Top Ads

Biar Gratis Asal Berkualitas


Pemerintah menaikkan dana Bantuan Operasional Sekolah (BOS) secara signifikan. Jumlahnya masih belum bisa menutup seluruh biaya operasional sekolah. Perlu andil Pemerintah Daerah agar sekolah gratis tidak mengorbankan mutu.
 
Aplaus meriah mengiringi penandatanganan memorandum of understanding (MoU) antara Departemen Pendidikan Nasional dan Kepala Dinas Pendidikan di seluruh Indonesia. Bertempat di gedung Depdiknas, Jakarta, nota kesepahaman ini, antara lain diteken oleh  Direktur Jenderal Manajemen Pendidikan Dasar dan Menengah, Prof. Suyanto, Ph.D. pada medio Januari lalu.
 
Seremoni ini menandai penyaluran dana Bantuan Operasional Sekolah (BOS) untuk semua sekolah dasar dan menengah di Indonesia. Tahun ini pemerintah mengalokasikan dana BOS 50% lebih besar daripada tahun sebelumnya. Bila tahun lalu alokasinya Rp 11,2 triliun, tahun ini naik setengahnya menjadi Rp 16 triliun.
 
Sejak dana BOS diluncurkan tahun 2006, jumlahnya terus naik. Pada awalnya pos ini kebagian anggaran  Rp 10,3 triliun. Namun tahun berikutnya naik menjadi Rp 11,2 triliun, hingga tahun ini mencapai Rp 16 triliun. Ini merupakan konsekuensi dari kebijakan pemerintah presiden Susilo Bambang Yudhoyono yang mengalokasikan anggaran pendidikan sebesar 20% dari Anggaran Pendapatan dan Belanja Negara (APBN) yaitu sebesar Rp 224 triliun. Dengan demikian dana BOS menempati porsi 7,5% dari total anggaran pendidikan.
 
Menurut Dirjen Mandikdasmen, Prof. Suyanto, pemerintah sengaja menaikkan anggaran BOS secara signifikan agar pendidikan di Indonesia mengalami peningkatan mutu. Mulai tahun ini pembagiannya dibedakan untuk sekolah-sekolah di kota dan di daerah. Misalnya, jatah untuk anak Sekolah Dasar (SD) di perkotaan ditetapkan Rp 400.000 per siswa setiap tahun, sedangkan untuk siswa SD di pedesaan ditetapkan Rp 397.000 per siswa setiap tahun. Dengan dana tersebut siswa sudah bisa menikmati pembebasan biaya sekolah dan beberapa buku paket versi murah yang telah dibeli hak ciptanya oleh pemerintah.
 
Tak lama setelah kebijakannya diluncurkan, dana itu mengalir cepat ke sekolah-sekolah. Di Kabupaten Cimahi, Jawa Barat, misalnya, dana itu langsung cair ke 188 sekolah penerima hanya berselang sehari setelah MoU diteken di Jakarta. Total dana yang dibagi sebesar Rp 8,1 miliar lebih.
 
Dibandingkan dengan tahun sebelumnya, kucuran dana tahun ini lebih cepat diterima oleh sekolah-sekolah karena Depdiknas telah meminta kepada pemerintah daerah agar jalur birokrasi yang terlampau panjang bisa dipotong.

Baris yang Disediakan:
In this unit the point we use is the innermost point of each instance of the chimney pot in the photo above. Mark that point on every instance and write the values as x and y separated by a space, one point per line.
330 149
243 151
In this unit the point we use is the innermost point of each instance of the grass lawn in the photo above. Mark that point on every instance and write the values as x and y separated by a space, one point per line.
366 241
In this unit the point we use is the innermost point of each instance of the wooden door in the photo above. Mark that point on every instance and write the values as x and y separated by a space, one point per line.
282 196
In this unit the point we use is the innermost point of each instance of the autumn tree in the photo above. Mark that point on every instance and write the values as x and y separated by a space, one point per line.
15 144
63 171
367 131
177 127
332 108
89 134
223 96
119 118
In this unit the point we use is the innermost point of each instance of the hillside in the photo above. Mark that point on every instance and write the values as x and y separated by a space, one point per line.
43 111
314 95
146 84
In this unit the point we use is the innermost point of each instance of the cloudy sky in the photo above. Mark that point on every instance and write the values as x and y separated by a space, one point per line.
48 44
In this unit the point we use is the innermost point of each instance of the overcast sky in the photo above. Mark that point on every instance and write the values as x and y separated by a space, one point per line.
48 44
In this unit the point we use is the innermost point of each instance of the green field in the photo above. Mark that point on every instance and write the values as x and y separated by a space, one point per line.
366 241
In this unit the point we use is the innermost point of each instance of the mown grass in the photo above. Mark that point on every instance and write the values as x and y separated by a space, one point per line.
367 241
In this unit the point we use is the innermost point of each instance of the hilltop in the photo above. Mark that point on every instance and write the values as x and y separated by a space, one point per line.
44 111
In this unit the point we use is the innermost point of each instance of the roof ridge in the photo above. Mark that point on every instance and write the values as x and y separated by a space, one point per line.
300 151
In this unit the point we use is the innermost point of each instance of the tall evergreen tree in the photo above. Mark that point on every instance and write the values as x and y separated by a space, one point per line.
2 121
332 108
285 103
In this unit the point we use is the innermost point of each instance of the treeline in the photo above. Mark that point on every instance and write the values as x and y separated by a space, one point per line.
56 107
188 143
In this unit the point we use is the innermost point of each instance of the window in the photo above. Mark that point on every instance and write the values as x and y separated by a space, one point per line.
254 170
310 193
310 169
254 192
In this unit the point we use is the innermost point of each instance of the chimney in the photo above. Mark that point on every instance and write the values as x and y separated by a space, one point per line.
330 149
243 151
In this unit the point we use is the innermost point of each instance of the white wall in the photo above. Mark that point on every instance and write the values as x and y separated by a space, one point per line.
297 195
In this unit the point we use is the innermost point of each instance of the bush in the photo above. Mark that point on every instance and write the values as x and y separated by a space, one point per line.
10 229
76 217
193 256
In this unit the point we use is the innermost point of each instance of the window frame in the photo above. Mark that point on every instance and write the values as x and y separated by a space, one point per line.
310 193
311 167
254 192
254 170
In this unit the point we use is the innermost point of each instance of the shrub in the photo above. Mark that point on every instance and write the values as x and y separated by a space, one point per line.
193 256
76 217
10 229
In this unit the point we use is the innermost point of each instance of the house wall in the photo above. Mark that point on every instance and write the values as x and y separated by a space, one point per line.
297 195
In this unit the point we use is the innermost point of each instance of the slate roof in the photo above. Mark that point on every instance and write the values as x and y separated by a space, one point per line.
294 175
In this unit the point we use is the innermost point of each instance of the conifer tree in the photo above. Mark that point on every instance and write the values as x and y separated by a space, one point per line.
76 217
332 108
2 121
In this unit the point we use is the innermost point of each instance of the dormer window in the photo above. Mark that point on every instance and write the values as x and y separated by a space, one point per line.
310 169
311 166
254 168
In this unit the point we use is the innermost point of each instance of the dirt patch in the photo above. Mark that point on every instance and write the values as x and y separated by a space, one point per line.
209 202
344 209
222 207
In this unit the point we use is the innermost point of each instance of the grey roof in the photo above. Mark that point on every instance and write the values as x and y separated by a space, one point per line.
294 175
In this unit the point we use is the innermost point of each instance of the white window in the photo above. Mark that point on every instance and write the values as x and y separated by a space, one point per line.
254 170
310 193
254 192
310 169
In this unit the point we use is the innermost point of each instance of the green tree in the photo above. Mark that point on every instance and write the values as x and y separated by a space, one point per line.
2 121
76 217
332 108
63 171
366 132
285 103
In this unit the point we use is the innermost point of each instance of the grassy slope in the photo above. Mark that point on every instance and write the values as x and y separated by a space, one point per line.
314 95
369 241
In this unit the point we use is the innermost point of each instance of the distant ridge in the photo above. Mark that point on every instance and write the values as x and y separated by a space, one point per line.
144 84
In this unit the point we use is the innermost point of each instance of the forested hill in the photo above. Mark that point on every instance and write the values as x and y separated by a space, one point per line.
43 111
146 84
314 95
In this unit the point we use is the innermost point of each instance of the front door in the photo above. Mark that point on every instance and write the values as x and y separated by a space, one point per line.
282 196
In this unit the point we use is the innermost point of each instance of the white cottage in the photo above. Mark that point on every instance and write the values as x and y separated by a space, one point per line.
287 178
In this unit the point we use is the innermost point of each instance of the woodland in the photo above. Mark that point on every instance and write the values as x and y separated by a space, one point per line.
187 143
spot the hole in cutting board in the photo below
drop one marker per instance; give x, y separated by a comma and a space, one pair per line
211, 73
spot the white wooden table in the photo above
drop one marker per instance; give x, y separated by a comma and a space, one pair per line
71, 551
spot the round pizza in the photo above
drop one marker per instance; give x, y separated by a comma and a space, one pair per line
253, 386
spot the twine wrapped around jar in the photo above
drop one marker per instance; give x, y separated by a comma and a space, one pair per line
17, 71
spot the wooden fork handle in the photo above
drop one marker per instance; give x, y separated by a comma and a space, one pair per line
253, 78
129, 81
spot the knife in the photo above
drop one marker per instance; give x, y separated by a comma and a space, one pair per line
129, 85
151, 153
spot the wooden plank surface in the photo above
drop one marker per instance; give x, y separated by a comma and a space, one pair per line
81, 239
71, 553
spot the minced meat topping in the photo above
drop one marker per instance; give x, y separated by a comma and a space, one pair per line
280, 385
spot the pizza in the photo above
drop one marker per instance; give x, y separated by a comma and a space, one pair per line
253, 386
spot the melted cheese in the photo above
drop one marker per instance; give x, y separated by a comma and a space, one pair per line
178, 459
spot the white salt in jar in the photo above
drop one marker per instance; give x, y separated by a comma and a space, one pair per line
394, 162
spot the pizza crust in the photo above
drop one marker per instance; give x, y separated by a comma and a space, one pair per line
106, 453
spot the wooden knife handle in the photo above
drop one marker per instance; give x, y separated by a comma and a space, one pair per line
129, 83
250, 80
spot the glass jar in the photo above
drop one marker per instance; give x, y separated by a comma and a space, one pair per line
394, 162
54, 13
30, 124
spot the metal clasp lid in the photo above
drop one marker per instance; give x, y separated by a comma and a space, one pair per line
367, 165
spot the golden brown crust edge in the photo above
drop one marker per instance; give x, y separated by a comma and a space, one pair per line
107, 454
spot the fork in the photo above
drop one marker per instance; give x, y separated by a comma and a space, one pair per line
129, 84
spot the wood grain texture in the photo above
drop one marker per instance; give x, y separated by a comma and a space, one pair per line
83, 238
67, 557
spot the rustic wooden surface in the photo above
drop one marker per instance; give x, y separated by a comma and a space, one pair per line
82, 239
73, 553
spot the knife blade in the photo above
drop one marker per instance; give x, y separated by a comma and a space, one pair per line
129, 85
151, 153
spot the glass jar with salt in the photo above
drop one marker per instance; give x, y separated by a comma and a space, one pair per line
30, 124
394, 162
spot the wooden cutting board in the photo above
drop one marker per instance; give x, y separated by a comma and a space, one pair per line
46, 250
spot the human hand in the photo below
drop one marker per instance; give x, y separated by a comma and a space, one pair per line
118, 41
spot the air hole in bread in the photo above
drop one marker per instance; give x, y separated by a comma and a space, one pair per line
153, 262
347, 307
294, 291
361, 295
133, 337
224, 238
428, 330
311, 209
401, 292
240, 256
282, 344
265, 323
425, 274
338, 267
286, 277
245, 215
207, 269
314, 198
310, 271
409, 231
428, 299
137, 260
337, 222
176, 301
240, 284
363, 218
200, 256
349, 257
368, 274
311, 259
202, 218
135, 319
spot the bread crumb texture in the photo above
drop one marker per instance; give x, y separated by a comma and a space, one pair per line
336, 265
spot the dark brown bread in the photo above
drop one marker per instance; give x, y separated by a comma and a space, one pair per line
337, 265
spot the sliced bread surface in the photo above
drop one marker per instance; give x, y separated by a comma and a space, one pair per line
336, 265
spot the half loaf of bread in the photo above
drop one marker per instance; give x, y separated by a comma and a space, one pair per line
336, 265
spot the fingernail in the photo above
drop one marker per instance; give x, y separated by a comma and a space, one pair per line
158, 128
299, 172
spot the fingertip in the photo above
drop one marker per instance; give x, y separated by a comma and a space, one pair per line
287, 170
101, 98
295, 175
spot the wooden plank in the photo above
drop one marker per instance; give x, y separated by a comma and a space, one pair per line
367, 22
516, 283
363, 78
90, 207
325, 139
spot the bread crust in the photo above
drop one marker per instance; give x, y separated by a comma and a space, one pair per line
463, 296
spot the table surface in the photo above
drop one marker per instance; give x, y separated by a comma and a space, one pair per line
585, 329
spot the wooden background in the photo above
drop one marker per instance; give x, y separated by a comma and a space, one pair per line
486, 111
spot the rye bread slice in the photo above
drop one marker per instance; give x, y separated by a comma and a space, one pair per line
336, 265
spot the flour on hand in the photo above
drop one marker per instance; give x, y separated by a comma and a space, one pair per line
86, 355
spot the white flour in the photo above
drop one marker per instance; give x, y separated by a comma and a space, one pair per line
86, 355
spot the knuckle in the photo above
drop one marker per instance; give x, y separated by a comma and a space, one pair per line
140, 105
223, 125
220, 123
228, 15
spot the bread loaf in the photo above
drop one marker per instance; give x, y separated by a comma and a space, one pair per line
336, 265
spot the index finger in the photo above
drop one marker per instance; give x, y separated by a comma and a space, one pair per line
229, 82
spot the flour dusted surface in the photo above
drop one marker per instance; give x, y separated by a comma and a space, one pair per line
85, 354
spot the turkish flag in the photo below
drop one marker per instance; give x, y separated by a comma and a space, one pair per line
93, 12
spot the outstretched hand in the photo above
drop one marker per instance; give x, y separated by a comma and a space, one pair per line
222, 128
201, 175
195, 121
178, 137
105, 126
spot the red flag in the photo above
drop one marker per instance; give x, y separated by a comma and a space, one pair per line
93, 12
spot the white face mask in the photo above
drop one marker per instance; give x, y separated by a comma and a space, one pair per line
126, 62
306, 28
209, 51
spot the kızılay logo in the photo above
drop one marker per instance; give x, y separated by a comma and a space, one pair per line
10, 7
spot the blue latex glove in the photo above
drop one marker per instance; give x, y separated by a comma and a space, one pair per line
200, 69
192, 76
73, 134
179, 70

Tugas yang Dikerjakan:
(A) Jawab pertanyaan berikut berdasarkan artikel dana BOS:
(i) Berapa alokasi dana BOS tahun ini?
(ii) Berapa jatah dana BOS untuk siswa SD di perkotaan?
(iii) Berapa sekolah penerima di Kabupaten Cimahi yang langsung menerima dana sehari setelah MoU diteken?
(B) Ringkas artikel dana BOS dalam dua kalimat.
(C) Tolong salin kata demi kata bagian artikel dana BOS yang dimulai dari kata-kata yang memuat "Aplaus meriah mengiringi" dan berhenti setelah "menjadi Rp 16 triliun.".

Hasil yang Diharapkan:
(A)
(i) Rp 16 triliun.
(ii) Rp 400.000 per siswa setiap tahun.
(iii) 188 sekolah.

(B) Pemerintah menaikkan dana BOS tahun ini sebesar 50% menjadi Rp 16 triliun agar mutu pendidikan di Indonesia meningkat, dan penyalurannya ditandai dengan penandatanganan MoU antara Depdiknas dan Kepala Dinas Pendidikan di seluruh Indonesia. Mulai tahun ini pembagiannya dibedakan untuk sekolah di kota dan di daerah, dan dana tersebut lebih cepat diterima sekolah karena Depdiknas meminta pemerintah daerah memotong jalur birokrasi yang terlampau panjang.

(C)
Aplaus meriah mengiringi penandatanganan memorandum of understanding (MoU) antara Departemen Pendidikan Nasional dan Kepala Dinas Pendidikan di seluruh Indonesia. Bertempat di gedung Depdiknas, Jakarta, nota kesepahaman ini, antara lain diteken oleh  Direktur Jenderal Manajemen Pendidikan Dasar dan Menengah, Prof. Suyanto, Ph.D. pada medio Januari lalu.
 
Seremoni ini menandai penyaluran dana Bantuan Operasional Sekolah (BOS) untuk semua sekolah dasar dan menengah di Indonesia. Tahun ini pemerintah mengalokasikan dana BOS 50% lebih besar daripada tahun sebelumnya. Bila tahun lalu alokasinya Rp 11,2 triliun, tahun ini naik setengahnya menjadi Rp 16 triliun.